* **Source extract**
Ahem, I've mentioned this before with my patreon announcement on RR, but for those still unaware, SR's launch was much more impromptu rather than a meticulously planned event. I had some sudden financial strain, was going to have to get a second job, and Krazekode suggested I just post what I have in that case rather than shelve my writing. And it's thanks to ya'll that I'm even able to continue writing right now, and my gratefulness for that is what's brought all this on. But this launch also had another purpose, and that was to reinvigorate my writing after what felt like too long without forward progress—which again, it has COMPLETELY succeeded at!!

What makes me so happy about chapter 14 isn't just that it's some of my best writing, but it's that to me, it feels like the ultimate proof of how far I've come on my personal journey. It's not perfect by any means. It has the occasional typo, sections that could be clearer or more stated, prose that could be more evocative, but it was one of the first chapters that I felt 100% satisfied with after writing.

Anyways, more to the point of this post...

After I finished chapter 14, I went back and read chapters 11 and 12, the subjects of the last post I made. And I mentioned there that I hadn't been completely satisfied with them, but after experiencing the pride from writing chapter 14, I think my feelings on the matter have grown much more intense.

I've since warmed up to chapter 12 a bit. I think the changes I made to it made me feel secure in that the story in my head was being accurately represented, even if not told as well as I'd prefer. And a large part of coming to terms with my perfectionism has been understanding when good enough really is good enough. The fact that ya'll seemed to have enjoyed that chapter has really helped with that.

For chapter 11 tho...

Aight, this part might be a little confusing for some of you, cause I know that a lot of people enjoyed that chapter. I'm not one to shit on something people enjoyed, and I objectively do think that it's a good chapter in many ways. But it legitimately haunts my nightmares because it doesn't match the story that's in my head.

And to be clear, this isn't so much a retcon issue like the one I had with 12. All of the events that happened in that chapter canonically happened, they played out the way things played out in my head. But the way its told has felt off to me for a little while now. And more importantly, the way Jun comes off and reads to me on that chapter doesn't entirely match the way I envision him, and that's just as much on a prose/voice level as it is on an emotional one, which is why it's been hard to quite place what's wrong.

* **Supplied records**

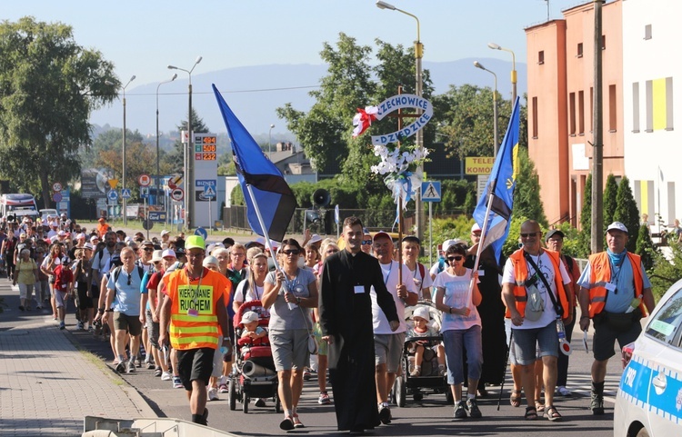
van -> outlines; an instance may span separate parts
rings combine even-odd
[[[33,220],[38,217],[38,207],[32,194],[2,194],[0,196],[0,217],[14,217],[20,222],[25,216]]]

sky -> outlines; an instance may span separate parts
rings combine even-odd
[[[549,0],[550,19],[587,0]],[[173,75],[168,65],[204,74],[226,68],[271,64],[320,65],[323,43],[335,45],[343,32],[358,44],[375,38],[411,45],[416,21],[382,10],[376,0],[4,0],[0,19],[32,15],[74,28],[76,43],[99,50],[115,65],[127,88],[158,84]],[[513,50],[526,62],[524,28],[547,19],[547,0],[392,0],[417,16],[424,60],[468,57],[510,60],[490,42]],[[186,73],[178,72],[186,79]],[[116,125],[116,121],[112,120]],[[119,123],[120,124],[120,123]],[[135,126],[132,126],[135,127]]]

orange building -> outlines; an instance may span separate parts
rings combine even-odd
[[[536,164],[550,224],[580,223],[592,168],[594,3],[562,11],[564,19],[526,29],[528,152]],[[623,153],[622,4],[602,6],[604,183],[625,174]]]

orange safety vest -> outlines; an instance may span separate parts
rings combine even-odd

* * *

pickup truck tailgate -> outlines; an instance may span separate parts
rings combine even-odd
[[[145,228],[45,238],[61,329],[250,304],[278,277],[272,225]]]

* **What to do**
- 1) Reproduce the part of the writing update that runs from "I've since warmed" down to "chapter 11 tho...".
- 2) Condense the paragraph of the writing update that opens "I've since warmed up to chapter 12" into two sentences, keeping its main points.

* **Written responses**
- 1)
I've since warmed up to chapter 12 a bit. I think the changes I made to it made me feel secure in that the story in my head was being accurately represented, even if not told as well as I'd prefer. And a large part of coming to terms with my perfectionism has been understanding when good enough really is good enough. The fact that ya'll seemed to have enjoyed that chapter has really helped with that.

For chapter 11 tho...

- 2) I've warmed up to chapter 12 somewhat, since my changes reassure me that the story in my head is accurately represented, even if not told as well as I'd prefer. Understanding when good enough really is good enough has been a big part of coming to terms with my perfectionism, and readers seeming to enjoy the chapter has helped with that.